What the task asks
Reproduce the data below in full, swapping each occurrence of "a dot per instance" for "one point for each instance" and leaving everything else unchanged. Omit the pictures from your reproduction.

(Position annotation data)
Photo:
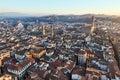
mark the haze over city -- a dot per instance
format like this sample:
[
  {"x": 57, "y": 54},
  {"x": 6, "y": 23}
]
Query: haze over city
[
  {"x": 59, "y": 40},
  {"x": 78, "y": 7}
]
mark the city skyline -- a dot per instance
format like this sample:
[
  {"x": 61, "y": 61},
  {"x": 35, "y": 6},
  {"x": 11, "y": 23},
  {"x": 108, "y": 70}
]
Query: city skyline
[{"x": 109, "y": 7}]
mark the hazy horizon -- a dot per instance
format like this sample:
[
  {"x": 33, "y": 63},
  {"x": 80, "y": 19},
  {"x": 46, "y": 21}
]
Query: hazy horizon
[{"x": 64, "y": 7}]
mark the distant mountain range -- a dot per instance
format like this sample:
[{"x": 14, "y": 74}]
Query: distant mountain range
[
  {"x": 63, "y": 18},
  {"x": 16, "y": 14}
]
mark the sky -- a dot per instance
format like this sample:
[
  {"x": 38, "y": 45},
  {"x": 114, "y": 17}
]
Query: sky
[{"x": 109, "y": 7}]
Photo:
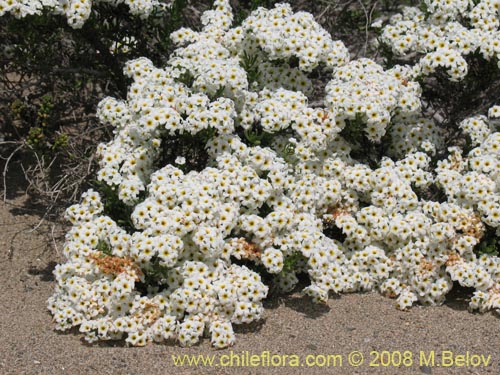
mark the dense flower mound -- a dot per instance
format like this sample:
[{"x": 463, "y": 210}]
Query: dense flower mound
[
  {"x": 280, "y": 193},
  {"x": 76, "y": 11},
  {"x": 444, "y": 33}
]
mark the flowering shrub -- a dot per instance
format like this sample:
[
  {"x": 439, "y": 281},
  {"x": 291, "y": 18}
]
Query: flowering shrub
[
  {"x": 277, "y": 192},
  {"x": 444, "y": 33},
  {"x": 76, "y": 11}
]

Written response
Photo:
mark the haze over city -- one point for each instance
format like this sample:
[
  {"x": 57, "y": 54},
  {"x": 6, "y": 23}
]
Query: haze over city
[
  {"x": 59, "y": 40},
  {"x": 78, "y": 7}
]
mark the city skyline -- one point for each instance
format like this sample:
[
  {"x": 61, "y": 61},
  {"x": 35, "y": 6},
  {"x": 11, "y": 23},
  {"x": 108, "y": 70}
]
Query: city skyline
[{"x": 109, "y": 7}]
mark the hazy horizon -- one point for each instance
format like this sample:
[
  {"x": 33, "y": 63},
  {"x": 80, "y": 19},
  {"x": 46, "y": 21}
]
Query: hazy horizon
[{"x": 64, "y": 7}]
mark the distant mountain range -- one point for each instance
format like this sample:
[{"x": 14, "y": 74}]
Query: distant mountain range
[
  {"x": 63, "y": 18},
  {"x": 16, "y": 14}
]
mark the sky -- one point for each instance
format like this sample:
[
  {"x": 38, "y": 45},
  {"x": 114, "y": 17}
]
Query: sky
[{"x": 109, "y": 7}]
Photo:
mark the dense flower mound -- one point for each instance
format like this sample:
[{"x": 463, "y": 210}]
Query: dense flower mound
[
  {"x": 280, "y": 193},
  {"x": 76, "y": 11},
  {"x": 444, "y": 33}
]
mark the flowering shrub -- one point for each instance
format like this sample:
[
  {"x": 439, "y": 281},
  {"x": 291, "y": 18}
]
Query: flowering shrub
[
  {"x": 277, "y": 192},
  {"x": 444, "y": 33},
  {"x": 76, "y": 11}
]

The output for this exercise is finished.